(Natural language region descriptions)

———

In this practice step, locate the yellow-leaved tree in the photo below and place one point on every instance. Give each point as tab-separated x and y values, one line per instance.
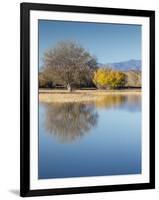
109	79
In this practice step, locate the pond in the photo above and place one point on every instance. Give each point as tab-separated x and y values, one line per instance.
90	139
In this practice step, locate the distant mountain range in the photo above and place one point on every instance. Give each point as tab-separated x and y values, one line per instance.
124	66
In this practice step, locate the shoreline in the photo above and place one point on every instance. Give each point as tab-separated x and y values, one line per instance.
63	96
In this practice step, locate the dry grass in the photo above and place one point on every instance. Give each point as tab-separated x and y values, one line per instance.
51	96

———

=== What is needed ===
Each record above is to be copied exactly. Drop the pictures.

=== Response for this exercise ===
In this practice step, locate the yellow-leaved tree in the photo below and place one point on every instance. Give each point as tab-separated x and y values, one line per instance.
109	79
In this practice step, locate the pond in the photo above and place one point on every instance. Give each point as tab-separated x and y values, one line per instance.
90	139
In this practice step, locate the distant mountain range in the photo above and place one point on every instance. Give each point as tab-separated x and y values, one line per instance.
124	66
In this practice step, locate the shoreline in the photo above and place one point on every instance. Give each point as tab-separated x and y values, one line per instance.
63	96
In this practice step, locate the dry grass in the photo above and place one point on every instance. Give each point as tab-separated x and y values, one line per instance.
51	96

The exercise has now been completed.